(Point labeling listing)

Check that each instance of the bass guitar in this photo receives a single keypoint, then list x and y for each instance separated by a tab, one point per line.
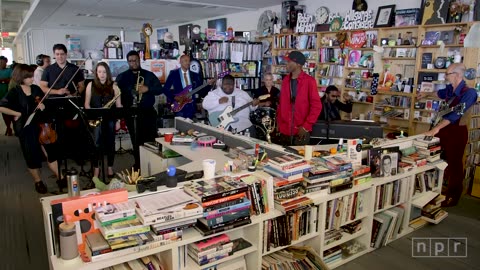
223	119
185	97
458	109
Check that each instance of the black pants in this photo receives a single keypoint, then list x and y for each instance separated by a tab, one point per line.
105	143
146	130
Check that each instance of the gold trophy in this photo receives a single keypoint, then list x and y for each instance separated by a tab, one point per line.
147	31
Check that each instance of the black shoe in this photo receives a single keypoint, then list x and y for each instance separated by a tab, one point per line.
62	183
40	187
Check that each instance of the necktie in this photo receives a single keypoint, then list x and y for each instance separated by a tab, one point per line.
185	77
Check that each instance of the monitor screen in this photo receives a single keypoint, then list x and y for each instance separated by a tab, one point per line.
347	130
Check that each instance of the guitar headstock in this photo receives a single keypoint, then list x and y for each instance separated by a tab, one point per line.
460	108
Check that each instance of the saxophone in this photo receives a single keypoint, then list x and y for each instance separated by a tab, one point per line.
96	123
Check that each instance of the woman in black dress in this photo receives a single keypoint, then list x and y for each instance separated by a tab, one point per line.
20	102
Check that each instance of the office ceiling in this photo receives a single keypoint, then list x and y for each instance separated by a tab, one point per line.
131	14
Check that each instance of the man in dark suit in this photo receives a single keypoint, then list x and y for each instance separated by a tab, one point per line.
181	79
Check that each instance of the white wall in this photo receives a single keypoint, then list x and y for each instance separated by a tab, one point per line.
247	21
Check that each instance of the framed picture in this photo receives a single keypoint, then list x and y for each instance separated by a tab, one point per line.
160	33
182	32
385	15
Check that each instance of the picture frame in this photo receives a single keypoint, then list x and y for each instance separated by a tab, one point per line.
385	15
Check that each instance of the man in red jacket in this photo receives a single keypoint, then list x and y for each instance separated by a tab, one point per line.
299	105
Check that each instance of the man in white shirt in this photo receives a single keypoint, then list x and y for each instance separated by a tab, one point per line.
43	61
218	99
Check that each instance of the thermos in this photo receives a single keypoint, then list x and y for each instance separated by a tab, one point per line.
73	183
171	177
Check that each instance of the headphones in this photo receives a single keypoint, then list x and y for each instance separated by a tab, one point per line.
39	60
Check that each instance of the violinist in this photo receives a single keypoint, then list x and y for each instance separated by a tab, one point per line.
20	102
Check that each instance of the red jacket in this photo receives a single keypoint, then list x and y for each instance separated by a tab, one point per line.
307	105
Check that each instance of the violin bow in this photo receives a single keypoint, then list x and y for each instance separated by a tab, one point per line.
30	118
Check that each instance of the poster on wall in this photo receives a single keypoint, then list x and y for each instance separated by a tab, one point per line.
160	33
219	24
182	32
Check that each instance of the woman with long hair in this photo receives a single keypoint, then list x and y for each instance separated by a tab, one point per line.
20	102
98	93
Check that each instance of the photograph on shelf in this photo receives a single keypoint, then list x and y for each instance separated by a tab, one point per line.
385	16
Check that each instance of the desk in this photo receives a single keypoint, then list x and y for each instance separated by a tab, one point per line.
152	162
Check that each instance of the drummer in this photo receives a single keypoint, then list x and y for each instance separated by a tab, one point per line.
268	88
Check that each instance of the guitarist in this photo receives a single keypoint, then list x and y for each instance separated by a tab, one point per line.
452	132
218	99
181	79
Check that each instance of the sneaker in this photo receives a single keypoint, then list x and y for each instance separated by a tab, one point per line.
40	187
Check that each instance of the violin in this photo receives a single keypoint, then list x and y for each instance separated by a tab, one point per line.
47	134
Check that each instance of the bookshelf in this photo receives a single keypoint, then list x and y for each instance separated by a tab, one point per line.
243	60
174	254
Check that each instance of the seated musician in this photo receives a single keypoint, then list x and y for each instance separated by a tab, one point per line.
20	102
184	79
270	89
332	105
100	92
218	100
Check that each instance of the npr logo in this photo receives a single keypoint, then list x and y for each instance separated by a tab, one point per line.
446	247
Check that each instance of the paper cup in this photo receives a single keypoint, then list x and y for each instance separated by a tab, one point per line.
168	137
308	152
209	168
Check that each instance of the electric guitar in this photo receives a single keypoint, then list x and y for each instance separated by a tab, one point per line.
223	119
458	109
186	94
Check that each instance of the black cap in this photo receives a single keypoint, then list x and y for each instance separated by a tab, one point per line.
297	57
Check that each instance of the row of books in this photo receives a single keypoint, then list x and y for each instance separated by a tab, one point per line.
==
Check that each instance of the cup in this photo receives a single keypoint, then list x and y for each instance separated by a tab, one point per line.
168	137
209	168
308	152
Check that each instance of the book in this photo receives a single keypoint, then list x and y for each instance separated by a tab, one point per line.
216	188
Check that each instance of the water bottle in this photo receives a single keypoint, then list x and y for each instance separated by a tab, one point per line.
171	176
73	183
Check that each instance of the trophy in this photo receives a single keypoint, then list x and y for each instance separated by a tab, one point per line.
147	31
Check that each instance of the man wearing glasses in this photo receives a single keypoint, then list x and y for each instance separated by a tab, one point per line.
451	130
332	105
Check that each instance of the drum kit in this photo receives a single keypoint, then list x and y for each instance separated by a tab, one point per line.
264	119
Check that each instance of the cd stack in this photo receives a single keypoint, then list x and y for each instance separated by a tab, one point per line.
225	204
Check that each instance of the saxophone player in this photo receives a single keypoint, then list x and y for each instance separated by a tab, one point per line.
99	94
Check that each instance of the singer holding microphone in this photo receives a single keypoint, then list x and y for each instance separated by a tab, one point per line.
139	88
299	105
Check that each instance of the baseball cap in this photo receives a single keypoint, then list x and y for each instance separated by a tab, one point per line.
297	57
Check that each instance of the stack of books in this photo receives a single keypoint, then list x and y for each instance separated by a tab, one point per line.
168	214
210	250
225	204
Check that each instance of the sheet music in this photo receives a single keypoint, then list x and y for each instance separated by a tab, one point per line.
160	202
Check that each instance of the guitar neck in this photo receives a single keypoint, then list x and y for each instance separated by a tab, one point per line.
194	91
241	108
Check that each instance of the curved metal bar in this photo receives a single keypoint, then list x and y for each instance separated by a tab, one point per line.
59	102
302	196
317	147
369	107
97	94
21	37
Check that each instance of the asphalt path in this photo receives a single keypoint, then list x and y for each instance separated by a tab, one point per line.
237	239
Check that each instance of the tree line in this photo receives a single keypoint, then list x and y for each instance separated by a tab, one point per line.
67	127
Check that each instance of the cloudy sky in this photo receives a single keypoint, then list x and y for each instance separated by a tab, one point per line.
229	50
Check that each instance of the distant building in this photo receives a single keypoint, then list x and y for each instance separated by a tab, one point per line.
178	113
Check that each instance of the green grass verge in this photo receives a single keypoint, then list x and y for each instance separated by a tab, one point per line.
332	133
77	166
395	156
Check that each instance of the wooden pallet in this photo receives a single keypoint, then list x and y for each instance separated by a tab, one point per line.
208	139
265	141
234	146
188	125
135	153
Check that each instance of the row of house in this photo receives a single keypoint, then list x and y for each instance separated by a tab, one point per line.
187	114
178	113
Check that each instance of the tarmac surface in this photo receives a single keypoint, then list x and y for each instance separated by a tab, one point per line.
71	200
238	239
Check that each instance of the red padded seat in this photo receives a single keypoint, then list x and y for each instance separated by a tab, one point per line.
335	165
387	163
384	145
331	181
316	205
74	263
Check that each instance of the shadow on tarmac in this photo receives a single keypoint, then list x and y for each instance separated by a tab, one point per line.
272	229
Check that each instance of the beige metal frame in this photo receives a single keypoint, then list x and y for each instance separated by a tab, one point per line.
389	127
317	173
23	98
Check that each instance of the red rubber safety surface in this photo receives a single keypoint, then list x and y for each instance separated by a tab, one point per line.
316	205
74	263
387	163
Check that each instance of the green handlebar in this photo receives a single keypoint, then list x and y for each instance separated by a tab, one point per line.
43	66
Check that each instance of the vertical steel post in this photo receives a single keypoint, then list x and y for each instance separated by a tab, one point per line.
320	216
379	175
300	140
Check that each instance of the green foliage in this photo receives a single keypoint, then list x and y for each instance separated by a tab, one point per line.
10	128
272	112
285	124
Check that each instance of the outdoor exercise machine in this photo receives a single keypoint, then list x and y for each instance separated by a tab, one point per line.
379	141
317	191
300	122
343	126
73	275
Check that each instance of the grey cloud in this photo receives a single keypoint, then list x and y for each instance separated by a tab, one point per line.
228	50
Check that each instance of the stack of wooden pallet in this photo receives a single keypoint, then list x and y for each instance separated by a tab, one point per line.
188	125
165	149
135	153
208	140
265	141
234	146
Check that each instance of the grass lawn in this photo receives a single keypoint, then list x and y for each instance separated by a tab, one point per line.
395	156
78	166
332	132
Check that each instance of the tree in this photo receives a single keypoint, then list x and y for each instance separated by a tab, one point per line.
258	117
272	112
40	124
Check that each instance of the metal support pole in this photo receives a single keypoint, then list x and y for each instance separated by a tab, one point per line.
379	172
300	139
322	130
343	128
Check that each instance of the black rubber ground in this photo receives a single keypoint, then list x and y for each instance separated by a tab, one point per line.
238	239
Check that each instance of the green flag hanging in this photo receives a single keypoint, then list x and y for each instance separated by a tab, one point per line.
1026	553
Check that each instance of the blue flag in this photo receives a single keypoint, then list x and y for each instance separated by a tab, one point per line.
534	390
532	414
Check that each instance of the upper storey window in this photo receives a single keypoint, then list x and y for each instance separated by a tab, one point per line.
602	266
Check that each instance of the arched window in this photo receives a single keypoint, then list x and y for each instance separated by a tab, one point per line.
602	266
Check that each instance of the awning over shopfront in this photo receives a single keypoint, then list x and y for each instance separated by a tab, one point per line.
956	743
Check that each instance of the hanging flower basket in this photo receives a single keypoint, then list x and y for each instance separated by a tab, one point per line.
---
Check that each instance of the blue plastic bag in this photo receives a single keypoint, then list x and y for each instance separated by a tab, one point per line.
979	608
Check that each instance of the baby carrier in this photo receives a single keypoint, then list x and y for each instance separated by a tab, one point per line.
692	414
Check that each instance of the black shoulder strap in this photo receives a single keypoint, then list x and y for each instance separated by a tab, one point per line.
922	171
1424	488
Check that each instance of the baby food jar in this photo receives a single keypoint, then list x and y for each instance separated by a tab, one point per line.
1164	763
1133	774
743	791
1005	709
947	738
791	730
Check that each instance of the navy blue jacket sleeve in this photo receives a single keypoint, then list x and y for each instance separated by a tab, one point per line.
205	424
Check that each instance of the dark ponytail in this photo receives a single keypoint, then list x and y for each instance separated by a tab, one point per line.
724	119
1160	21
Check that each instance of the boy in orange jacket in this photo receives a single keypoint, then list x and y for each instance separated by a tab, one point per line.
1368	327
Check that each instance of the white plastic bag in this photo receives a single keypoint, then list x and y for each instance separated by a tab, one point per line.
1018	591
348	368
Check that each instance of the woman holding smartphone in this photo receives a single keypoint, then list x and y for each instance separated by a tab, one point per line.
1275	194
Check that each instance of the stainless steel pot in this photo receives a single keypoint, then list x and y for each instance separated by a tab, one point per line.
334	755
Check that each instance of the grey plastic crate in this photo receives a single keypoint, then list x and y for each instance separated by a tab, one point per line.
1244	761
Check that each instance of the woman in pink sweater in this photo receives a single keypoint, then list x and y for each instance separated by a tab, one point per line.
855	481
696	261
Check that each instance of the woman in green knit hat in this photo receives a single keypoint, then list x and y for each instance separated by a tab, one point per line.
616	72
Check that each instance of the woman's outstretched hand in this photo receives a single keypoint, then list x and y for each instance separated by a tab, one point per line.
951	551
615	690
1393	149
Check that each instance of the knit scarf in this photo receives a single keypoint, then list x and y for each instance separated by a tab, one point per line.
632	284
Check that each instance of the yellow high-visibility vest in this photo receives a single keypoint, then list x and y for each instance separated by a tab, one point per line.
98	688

> _Required work_:
Find every line in the listing above that contains the string "trophy", with uppercase and lowercase treated as different, and copy each of those lines.

> _Full output_:
Check that each instance of the gold trophy in this photo receives a single keypoint, then list x and y for each instance separated by a tab, one point per line.
Check that each instance of the trophy in this photo receives a single keypoint, then list x and y for each instance separated by a tab, one point per line.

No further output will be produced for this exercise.